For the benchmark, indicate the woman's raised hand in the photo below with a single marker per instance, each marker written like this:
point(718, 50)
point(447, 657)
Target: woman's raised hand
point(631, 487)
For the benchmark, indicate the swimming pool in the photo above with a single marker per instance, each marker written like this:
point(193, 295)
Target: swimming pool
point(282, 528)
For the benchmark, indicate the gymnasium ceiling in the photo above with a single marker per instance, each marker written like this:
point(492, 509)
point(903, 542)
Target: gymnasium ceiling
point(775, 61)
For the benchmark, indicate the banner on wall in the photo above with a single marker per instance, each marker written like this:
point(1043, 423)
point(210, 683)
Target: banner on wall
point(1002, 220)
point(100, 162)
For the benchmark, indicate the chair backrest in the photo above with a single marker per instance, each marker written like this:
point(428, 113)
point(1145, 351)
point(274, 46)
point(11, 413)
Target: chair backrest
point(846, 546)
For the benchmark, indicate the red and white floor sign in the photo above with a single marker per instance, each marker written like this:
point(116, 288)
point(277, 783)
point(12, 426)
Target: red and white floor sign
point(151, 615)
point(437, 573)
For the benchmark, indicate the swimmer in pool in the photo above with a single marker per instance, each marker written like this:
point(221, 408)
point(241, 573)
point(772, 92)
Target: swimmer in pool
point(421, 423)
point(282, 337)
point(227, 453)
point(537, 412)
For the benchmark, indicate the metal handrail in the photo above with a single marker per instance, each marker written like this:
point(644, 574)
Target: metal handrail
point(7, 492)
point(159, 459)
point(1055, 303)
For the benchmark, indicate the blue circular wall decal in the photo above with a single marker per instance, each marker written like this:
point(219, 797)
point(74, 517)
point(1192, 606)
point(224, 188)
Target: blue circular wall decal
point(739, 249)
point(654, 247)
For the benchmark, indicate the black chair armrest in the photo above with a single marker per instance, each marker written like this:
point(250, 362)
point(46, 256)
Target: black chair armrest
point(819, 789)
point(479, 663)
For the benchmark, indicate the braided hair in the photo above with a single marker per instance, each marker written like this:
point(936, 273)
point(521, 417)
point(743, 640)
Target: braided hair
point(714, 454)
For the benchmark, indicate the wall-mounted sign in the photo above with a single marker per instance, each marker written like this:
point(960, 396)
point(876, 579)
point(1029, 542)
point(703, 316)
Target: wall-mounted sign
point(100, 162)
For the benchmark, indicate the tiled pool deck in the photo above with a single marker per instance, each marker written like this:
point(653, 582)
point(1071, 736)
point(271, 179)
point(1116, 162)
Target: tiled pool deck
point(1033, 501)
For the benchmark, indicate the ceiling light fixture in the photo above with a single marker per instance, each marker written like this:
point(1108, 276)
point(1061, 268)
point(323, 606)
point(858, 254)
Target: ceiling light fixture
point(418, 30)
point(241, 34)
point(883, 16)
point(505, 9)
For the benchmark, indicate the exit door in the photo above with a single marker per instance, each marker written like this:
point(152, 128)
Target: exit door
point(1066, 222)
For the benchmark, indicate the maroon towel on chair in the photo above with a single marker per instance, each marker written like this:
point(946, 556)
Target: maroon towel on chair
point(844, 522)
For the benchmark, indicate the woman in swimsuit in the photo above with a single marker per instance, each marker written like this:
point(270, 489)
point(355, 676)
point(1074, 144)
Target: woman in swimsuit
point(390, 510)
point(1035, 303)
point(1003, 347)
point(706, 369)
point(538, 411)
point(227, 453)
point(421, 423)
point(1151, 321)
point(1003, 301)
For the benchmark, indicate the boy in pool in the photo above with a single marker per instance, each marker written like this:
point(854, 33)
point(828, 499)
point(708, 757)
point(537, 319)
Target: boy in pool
--------------------
— DIRECTIONS FOR THIS TASK —
Rewrite all the items above, swapping each "benchmark" for "evaluation" and leaving every other character unchanged.

— FINISHED TASK —
For the evaluation, indicate the woman's raised hand in the photo below with a single marker per instance, each marker written like this:
point(718, 50)
point(447, 657)
Target: woman's raised hand
point(631, 487)
For the evaluation, indicate the swimming pool in the photo above with a single marker per instance, each marker written like this:
point(193, 295)
Target: swimming pool
point(282, 528)
For the evaluation, indicate the gymnasium ceiling in the photo above with a single marker per instance, each marker written like this:
point(492, 509)
point(903, 542)
Target: gymnasium ceiling
point(775, 61)
For the evaluation, indicate the banner on wall in the photo above with a single marker per instance, each marker written like this:
point(1043, 423)
point(210, 683)
Target: banner on wall
point(1002, 220)
point(100, 162)
For the evaluation, indicate the chair backrest in the photo above with a single marker per instance, each marker written like this:
point(428, 113)
point(1145, 351)
point(274, 46)
point(11, 413)
Target: chair backrest
point(846, 546)
For the evaluation, indicate the red and white floor sign in the photo above with a single marker per instance, each marker written like this:
point(116, 288)
point(277, 783)
point(12, 426)
Target: red and white floor sign
point(151, 615)
point(437, 573)
For the evaluation, indicate the swimmer in pool in the photo above with a single marker per instance, each marker written like this:
point(221, 408)
point(241, 573)
point(772, 92)
Target: swimmer in pool
point(421, 423)
point(282, 337)
point(227, 453)
point(537, 412)
For the evaluation, indicate the metal handrail in the photo above with a single marker per instance, each marker written like this:
point(644, 574)
Target: metal handrail
point(7, 492)
point(159, 459)
point(1055, 303)
For the evaluation, indicate the blue circular wall decal in the photo above with a single marker per instance, each marker written like this:
point(219, 797)
point(74, 517)
point(1192, 606)
point(224, 188)
Target: blue circular wall decal
point(739, 249)
point(654, 247)
For the evaluation, indicate the black chair armrest in the photo above with a single marker per instance, each marker written like this:
point(250, 362)
point(46, 256)
Target: black chair armrest
point(819, 789)
point(479, 663)
For the evaluation, indicate the braided hair in the photo above with a single marker per instance, each marker written like this:
point(936, 273)
point(521, 417)
point(743, 640)
Target: braided hair
point(714, 454)
For the evaluation, indicate the wall-mounted sign in the photo above with a single marker per instance, each marker written like this:
point(960, 396)
point(876, 579)
point(1029, 542)
point(703, 316)
Target: wall-mounted sign
point(100, 162)
For the evaluation, indicate the tiled pool deck in the photo above with a single marker per instance, each marker written like this:
point(653, 582)
point(1071, 736)
point(271, 179)
point(1116, 162)
Target: tiled pool deck
point(1033, 501)
For the evaluation, indicate the ceiling light fixture in the photo above with a single marker per instance, each marker written like this:
point(1108, 276)
point(1061, 268)
point(323, 606)
point(858, 254)
Target: ceiling light fixture
point(418, 30)
point(241, 34)
point(883, 16)
point(505, 9)
For the evaluation, indicate the exit door in the photo above with a single marker per instance, each marker written like this:
point(152, 128)
Target: exit door
point(1066, 222)
For the evaluation, indicate the maroon towel on chair in the photo above with a single marker per instance, each marker written like this:
point(946, 556)
Target: maroon towel on chair
point(844, 522)
For the evaluation, indicate the woman in swimsuit in the photo above with a single marker per instance, each marker written like this:
point(270, 489)
point(355, 676)
point(1074, 144)
Target: woman in swimsuit
point(390, 510)
point(1035, 303)
point(1003, 347)
point(706, 369)
point(538, 411)
point(227, 453)
point(421, 423)
point(1151, 321)
point(1003, 301)
For the evaluation, indicate the boy in pool in the photo above with a single marker per instance, each marker written like this:
point(854, 33)
point(828, 499)
point(708, 757)
point(537, 319)
Target: boy in pool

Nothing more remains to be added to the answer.